**WORK REQUIRED**
Your response should consist of the lines below, printed exactly.

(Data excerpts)
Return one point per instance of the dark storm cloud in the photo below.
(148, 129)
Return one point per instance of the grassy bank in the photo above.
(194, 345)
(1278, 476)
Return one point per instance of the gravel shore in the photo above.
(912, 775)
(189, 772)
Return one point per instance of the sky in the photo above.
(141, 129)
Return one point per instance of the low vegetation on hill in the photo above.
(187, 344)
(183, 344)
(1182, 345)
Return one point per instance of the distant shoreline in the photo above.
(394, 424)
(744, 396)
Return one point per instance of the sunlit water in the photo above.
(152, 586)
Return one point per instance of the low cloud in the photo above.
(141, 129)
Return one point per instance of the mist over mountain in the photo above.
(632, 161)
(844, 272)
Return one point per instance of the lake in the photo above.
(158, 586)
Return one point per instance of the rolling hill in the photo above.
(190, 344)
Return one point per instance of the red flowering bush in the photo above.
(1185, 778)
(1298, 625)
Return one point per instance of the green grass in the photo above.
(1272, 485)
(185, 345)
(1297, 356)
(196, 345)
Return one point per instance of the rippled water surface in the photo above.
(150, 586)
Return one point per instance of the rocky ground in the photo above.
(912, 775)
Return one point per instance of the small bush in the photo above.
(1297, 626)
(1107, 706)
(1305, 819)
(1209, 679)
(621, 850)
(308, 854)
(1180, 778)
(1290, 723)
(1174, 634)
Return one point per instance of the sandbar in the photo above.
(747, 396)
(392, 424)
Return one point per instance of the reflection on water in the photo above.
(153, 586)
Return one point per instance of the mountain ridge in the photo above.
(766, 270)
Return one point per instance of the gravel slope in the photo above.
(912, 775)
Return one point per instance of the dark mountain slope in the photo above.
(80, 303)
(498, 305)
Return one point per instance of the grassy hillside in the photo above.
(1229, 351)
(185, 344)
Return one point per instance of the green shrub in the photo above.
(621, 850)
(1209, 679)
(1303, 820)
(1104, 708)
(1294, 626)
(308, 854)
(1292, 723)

**TASK OUTPUT**
Return one point per instance of the dark storm cloud in the photo below.
(148, 129)
Return one point per instance of the grassy bank in the photo above.
(194, 345)
(1278, 476)
Return one point per instance of the gravel shore in the photo above.
(912, 775)
(189, 772)
Return one point per instance of the sky in the photo above.
(141, 129)
Return one point per instance of the low vegetation on hill in the photo above.
(187, 344)
(183, 344)
(1182, 345)
Return one point per instance of the distant shoreline in the photo above.
(394, 424)
(744, 396)
Return one point per instance of the sunlit water in the photo above.
(152, 586)
Return one point per instance of the low cloud in the photo above.
(141, 129)
Return one point per instance of the mist over mountain in the photo above.
(632, 161)
(844, 272)
Return one point per instance of the lake in the photo above.
(158, 586)
Return one point per instance of the rolling hill in the photo above.
(190, 344)
Return one point per instance of the red flowering bush in the photo above.
(1185, 778)
(1298, 625)
Return one point per instance of the green grass in the photo above.
(1272, 485)
(185, 345)
(1297, 356)
(196, 345)
Return one point per instance of the rippled water surface in the photo above.
(150, 586)
Return one point per instance of the rocky ground in the photo above.
(912, 775)
Return one point per instance of the small bush in the photo above.
(1297, 626)
(1107, 706)
(1305, 819)
(1209, 679)
(621, 850)
(308, 854)
(1180, 778)
(1290, 723)
(1174, 634)
Return one point per instance of the sandbar in the photo above.
(747, 396)
(392, 424)
Return one point per instance of the reflection on water in the photo above.
(153, 586)
Return one point per instance of the mountain ridge in the photo above.
(766, 270)
Return one point per instance of the gravel slope in the photo above.
(912, 775)
Return one point per instance of the dark mountain slope in the photo above.
(80, 303)
(498, 305)
Return one point per instance of the grassy hillside in the photo above.
(1229, 351)
(185, 344)
Return one point per instance of the green shrub in the photo above.
(621, 850)
(1209, 679)
(1303, 820)
(1104, 708)
(1294, 626)
(308, 854)
(1292, 723)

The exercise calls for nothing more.